Restate each entry word for word. Keep every detail intact.

--------

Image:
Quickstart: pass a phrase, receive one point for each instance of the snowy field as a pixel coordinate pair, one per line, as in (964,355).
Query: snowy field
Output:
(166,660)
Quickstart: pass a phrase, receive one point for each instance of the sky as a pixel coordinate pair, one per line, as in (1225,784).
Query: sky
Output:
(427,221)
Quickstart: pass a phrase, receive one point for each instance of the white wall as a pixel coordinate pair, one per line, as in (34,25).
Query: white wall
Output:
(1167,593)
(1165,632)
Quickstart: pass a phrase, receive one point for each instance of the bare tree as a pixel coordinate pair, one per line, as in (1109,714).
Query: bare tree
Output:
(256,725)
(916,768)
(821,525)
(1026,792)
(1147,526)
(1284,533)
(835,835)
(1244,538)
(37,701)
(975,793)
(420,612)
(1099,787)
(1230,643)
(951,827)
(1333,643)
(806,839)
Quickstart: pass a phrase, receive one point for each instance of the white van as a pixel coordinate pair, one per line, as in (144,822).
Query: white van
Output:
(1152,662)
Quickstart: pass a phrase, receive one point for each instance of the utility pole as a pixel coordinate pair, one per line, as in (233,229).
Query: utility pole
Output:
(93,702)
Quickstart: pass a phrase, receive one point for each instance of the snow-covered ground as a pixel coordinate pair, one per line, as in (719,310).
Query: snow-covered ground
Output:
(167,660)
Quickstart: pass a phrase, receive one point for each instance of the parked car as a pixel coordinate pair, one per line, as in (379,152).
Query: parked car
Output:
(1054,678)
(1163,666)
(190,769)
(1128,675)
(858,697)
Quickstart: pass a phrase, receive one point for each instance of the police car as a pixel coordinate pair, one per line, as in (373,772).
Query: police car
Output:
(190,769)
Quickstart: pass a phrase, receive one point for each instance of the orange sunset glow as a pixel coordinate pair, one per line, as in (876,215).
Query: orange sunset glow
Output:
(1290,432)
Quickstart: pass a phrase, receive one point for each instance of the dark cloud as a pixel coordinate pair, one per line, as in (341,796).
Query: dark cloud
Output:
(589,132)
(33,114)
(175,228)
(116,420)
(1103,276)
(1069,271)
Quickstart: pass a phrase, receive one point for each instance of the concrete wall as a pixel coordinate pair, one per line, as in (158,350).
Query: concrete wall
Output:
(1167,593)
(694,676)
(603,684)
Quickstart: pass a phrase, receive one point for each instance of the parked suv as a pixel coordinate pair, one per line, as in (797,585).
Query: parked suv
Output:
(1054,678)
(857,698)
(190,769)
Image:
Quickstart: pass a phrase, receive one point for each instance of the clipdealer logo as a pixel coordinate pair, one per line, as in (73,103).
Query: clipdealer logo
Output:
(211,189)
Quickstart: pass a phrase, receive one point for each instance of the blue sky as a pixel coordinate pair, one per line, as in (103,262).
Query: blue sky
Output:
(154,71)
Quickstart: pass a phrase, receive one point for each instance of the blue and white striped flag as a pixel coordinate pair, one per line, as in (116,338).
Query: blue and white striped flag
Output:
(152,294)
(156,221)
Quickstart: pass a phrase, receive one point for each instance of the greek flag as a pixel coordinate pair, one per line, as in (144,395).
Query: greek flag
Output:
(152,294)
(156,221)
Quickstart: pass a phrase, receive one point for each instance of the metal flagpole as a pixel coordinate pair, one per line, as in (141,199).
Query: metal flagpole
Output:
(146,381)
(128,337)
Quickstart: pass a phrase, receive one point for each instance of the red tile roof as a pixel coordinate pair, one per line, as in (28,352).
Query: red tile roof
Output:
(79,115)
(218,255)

--------

Problem solution —
Image:
Quickstart: pass a phrase, receive one point for each instance of the snowy field as a pixel coordinate pair, one per line, as in (964,355).
Query: snowy field
Output:
(166,660)
Quickstart: pass a phrase, receive one point for each instance of the sky as a pixel coordinate pair, one per line, as in (1225,784).
Query: sky
Output:
(427,221)
Quickstart: pass a phrase, receive one point for each instance of the white wall as a pixel coordinate pair, one per line, as in (34,25).
Query: white wall
Output:
(1167,593)
(1165,632)
Quickstart: pass a phrase, receive one point for each instance of the bare tree as a pixel coordinate pair, one per line, as in (1109,714).
Query: bare tree
Output:
(256,725)
(916,768)
(821,525)
(1026,792)
(1147,526)
(1284,533)
(835,835)
(1244,538)
(37,701)
(975,793)
(420,612)
(1099,787)
(1230,643)
(951,827)
(1333,643)
(806,839)
Quickstart: pass a phrase, receive one point for each instance of the white van as a pixel coordinate pair, one per line, as in (144,822).
Query: white van
Output:
(1152,662)
Quickstart: pass a phrase, receive one point for each instance of the utility pole as a pixel coordinate pair, one per line, as in (233,229).
Query: utility pole
Output:
(93,702)
Quickstart: pass a phrase, receive one point for each instance of the snow-covered ground as a pixel coordinate pair, one per line, as in (719,310).
Query: snow-covered ground
Output:
(167,660)
Quickstart: pass a phrase, receive one point for each instance of the parked car as a pixel coordinate pair, one per line, as in (379,152).
Query: parked car
Output:
(1054,678)
(1163,666)
(190,769)
(1128,675)
(858,697)
Quickstart: pass a phrase, receive one point for each instance of the police car as a pixel coordinate pair, one per line, as in (373,772).
Query: police car
Output:
(190,769)
Quickstart: pass a phrase, receive one point for each instance of the orange sunset glow as a pixel coordinate pair, one per line, as in (876,215).
Query: orange sunset glow
Output:
(1290,432)
Quickstart: pass a phrase, receive one point for each instance of the dark cloud as a pixel coordinate pair, one per line, as in (341,796).
Query: dark cloud
Output:
(589,132)
(33,114)
(175,228)
(116,420)
(1103,276)
(1069,271)
Quickstart: pass a phrase, receive one point for each instance of the concrete wall as a pixel coordinate pair, one per line, as in (158,350).
Query: concrete wall
Output:
(1167,593)
(694,676)
(603,684)
Quickstart: pass a phrase, receive one point for each instance of the parked suv as a pixel coordinate pair, one per line, as in (797,585).
Query: parked suv
Output:
(1054,678)
(857,698)
(190,769)
Image:
Quickstart: pass a phrase, receive one point for each instance of the clipdealer logo as a pixel coordinate pair, one per line, as in (73,103).
Query: clipdealer logo
Output:
(211,189)
Quickstart: pass a phrase, receive one point for each instance of the blue sky as a pixel coordinate pair, one per line, as in (103,262).
Query: blue sky
Output:
(154,71)
Quickstart: pass a phrase, receive one point for each instance of the blue and white striped flag as a pixel coordinate pair, one per line, as in (116,338).
Query: blue and white striped flag
Output:
(152,294)
(156,221)
Quickstart: pass a phrase, receive one point for each instance of the greek flag as a pixel coordinate pair, one per line, as in (144,395).
Query: greek flag
Output:
(152,294)
(156,221)
Quickstart: pass a phrase, receive one point for each instance of the metal flagpole as a pixel coordinate pair, one per line, as in (141,199).
Query: metal flagpole
Output:
(146,381)
(128,337)
Quickstart: pass a phrase, receive one point for each instance of the red tile roof as a pixel coordinate pair, one per line, as in (28,352).
Query: red tile roof
Output:
(79,115)
(218,255)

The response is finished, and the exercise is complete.